◆ WORK TASK A
In the abstract on language models in materials science, which layer of MatBERT yields the most effective embeddings?
◆ WORK TASK B
List every pre-trained language model named in the abstract on language models in materials science.

◆ EXCERPT PROVIDED
== Segment start ==

From Tokens to Materials: Leveraging Language Models for Scientific Discovery

TL;DR

It is demonstrated that domain-specific models, particularly MatBERT significantly outperform general-purpose models in extracting implicit knowledge from compound names and material properties and identifies a crucial "tokenizer effect", highlighting the importance of specialized text processing techniques that preserve complete compound names while maintaining consistent token counts.

Abstract

Exploring the predictive capabilities of language models in material science is an ongoing interest. This study investigates the application of language model embeddings to enhance material property prediction in materials science. By evaluating various contextual embedding methods and pre-trained models, including Bidirectional Encoder Representations from Transformers (BERT) and Generative Pre-trained Transformers (GPT), we demonstrate that domain-specific models, particularly MatBERT significantly outperform general-purpose models in extracting implicit knowledge from compound names and material properties. Our findings reveal that information-dense embeddings from the third layer of MatBERT, combined with a context-averaging approach, offer the most effective method for capturing material-property relationships from the scientific literature. We also identify a crucial "tokenizer effect," highlighting the importance of specialized text processing techniques that preserve complete compound names while maintaining consistent token counts. These insights underscore the value of domain-specific training and tokenization in materials science applications and offer a promising pathway for accelerating the discovery and development of new materials through AI-driven approaches.

Figures (3)

== Segment end ==

◆ EXTRACTED INFORMATION
== Segment start ==

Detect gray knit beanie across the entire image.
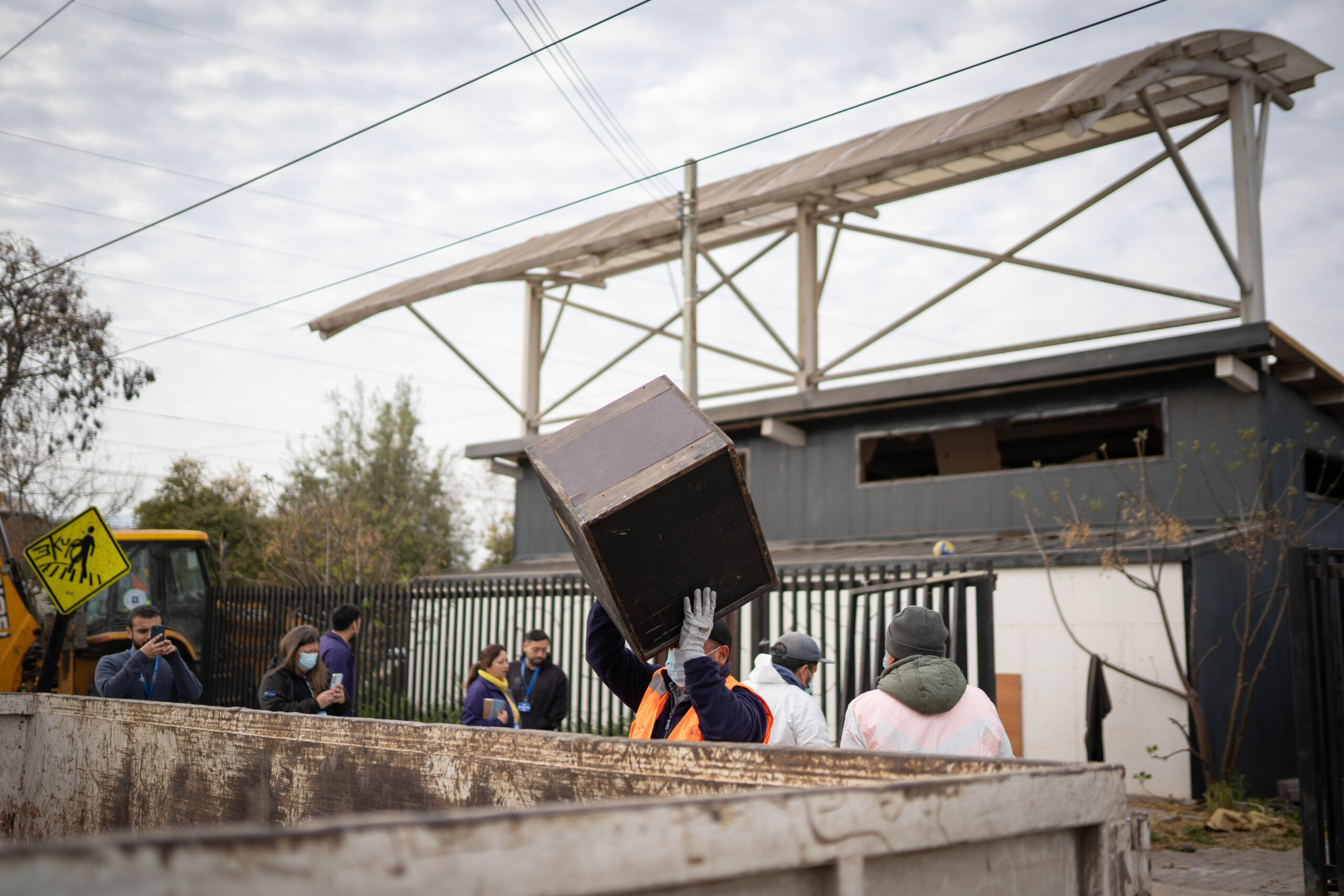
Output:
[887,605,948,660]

== Segment end ==
== Segment start ==

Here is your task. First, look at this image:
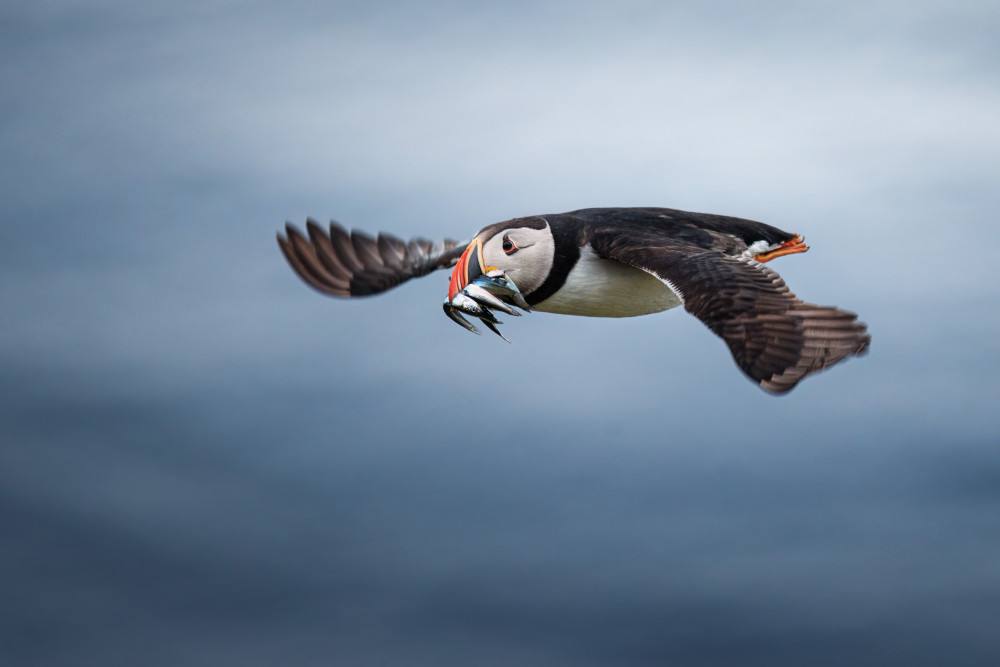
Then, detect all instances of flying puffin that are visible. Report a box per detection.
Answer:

== Segment end ==

◆ ANSWER A
The third layer.

◆ ANSWER B
Bidirectional Encoder Representations from Transformers (BERT), Generative Pre-trained Transformers (GPT), MatBERT